== Goal of the exercise ==
Can you rewrite the items below, substituting "contains" for every "encloses" and leaving everything else unchanged?
↓
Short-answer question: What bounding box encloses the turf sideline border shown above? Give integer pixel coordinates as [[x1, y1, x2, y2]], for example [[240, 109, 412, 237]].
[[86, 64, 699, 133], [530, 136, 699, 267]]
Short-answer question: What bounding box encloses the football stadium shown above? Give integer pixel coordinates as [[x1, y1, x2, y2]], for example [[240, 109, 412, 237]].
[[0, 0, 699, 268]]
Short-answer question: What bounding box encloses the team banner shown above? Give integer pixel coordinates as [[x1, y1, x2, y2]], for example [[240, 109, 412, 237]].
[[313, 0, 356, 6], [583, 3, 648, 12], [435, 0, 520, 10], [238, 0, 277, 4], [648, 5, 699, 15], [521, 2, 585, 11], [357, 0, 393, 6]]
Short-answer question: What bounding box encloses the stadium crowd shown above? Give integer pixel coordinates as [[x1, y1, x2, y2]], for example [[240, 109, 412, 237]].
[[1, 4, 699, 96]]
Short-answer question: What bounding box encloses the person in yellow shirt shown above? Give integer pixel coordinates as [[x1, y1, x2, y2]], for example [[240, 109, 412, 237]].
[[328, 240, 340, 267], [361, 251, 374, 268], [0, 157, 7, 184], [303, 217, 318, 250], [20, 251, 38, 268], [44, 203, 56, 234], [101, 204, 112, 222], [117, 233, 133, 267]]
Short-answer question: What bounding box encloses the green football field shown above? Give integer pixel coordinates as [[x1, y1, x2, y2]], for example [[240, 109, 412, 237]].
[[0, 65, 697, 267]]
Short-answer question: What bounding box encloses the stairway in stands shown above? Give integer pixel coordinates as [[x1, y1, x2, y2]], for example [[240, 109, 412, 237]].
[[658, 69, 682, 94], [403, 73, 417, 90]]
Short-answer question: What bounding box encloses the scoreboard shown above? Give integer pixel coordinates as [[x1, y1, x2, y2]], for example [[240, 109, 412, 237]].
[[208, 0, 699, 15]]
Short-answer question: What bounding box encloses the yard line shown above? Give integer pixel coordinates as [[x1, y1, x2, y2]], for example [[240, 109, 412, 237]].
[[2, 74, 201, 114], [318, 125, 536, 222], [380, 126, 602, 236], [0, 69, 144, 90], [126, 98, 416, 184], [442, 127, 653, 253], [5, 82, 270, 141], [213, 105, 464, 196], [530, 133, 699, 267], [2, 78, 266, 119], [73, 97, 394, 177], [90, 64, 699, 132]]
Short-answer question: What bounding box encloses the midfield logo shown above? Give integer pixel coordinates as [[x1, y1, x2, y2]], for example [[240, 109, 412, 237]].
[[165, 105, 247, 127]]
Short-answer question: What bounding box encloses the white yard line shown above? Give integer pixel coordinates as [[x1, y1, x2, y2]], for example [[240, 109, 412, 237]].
↑
== Exercise response ==
Short-answer question: What bounding box contains the turf sideline border shown above? Give integer pixel coordinates as [[x1, y1, x2, y2]], for example [[240, 109, 412, 237]].
[[86, 64, 699, 133], [530, 136, 699, 267]]
Short-answer question: What bounding box contains the football stadium shown above? Give integer pixel coordinates as [[x1, y1, x2, y2]], for example [[240, 109, 412, 237]].
[[0, 0, 699, 268]]
Short-answer question: What bounding box contains the team banner shown above? Give integer pixel coordinates as [[x1, y1, x2, y2]], for example [[240, 109, 412, 237]].
[[313, 0, 356, 6], [583, 3, 648, 12], [435, 0, 520, 10], [238, 0, 277, 4], [648, 5, 699, 15], [521, 2, 585, 11], [357, 0, 393, 6]]
Short-answer question: What bounding box contains the stadium crowd shown above? Give integer pixel coordinates as [[x1, y1, x2, y2]], for example [[240, 109, 412, 237]].
[[1, 4, 699, 96]]
Short-answer question: What bounding box contains the person in yellow shirt shown above? Give integer pixel coordinates as [[x1, y1, x2, y2]], for example [[240, 109, 412, 237]].
[[328, 240, 340, 267], [361, 251, 374, 268], [0, 157, 7, 184], [303, 217, 318, 250], [20, 251, 38, 268], [44, 203, 56, 234], [101, 204, 112, 222], [117, 233, 133, 267]]
Short-answer question: What bounding box contains the green football field shown above? Give integer pixel coordinates as [[x1, y1, x2, y2]], for example [[240, 109, 412, 237]].
[[0, 65, 697, 267]]
Short-answer question: What bounding box contains the stairway in stands shown above? Give integer pixel coordinates as [[x1, y1, x2, y2]], for example [[240, 109, 412, 237]].
[[658, 69, 682, 94], [403, 73, 417, 90]]
Short-answer question: What bounding box contains the scoreboard shown above? Give integer pixel coordinates as [[x1, y1, x2, y2]], for example [[240, 109, 412, 237]].
[[208, 0, 699, 15]]
Short-answer question: What bounding box contains the yard line shown above? Give integer pixel coordinates as [[x1, y1, x2, y2]], for example [[240, 109, 412, 237]].
[[2, 74, 201, 114], [318, 125, 536, 222], [380, 126, 602, 236], [0, 69, 144, 90], [126, 98, 416, 184], [442, 127, 653, 253], [5, 82, 270, 141], [213, 105, 464, 196], [530, 133, 699, 267], [2, 78, 266, 119], [73, 97, 394, 177], [90, 64, 699, 132]]
Short-answer question: What bounding box contains the midfield logo shown above? Give integer pixel coordinates as [[x1, y1, x2, y2]], for example [[240, 109, 412, 237]].
[[165, 105, 247, 127]]
Short-answer question: What bounding box contains the white yard line shown above? Give integer pixel coordinates as [[x1, y1, x2, y2]], for example [[240, 109, 412, 237]].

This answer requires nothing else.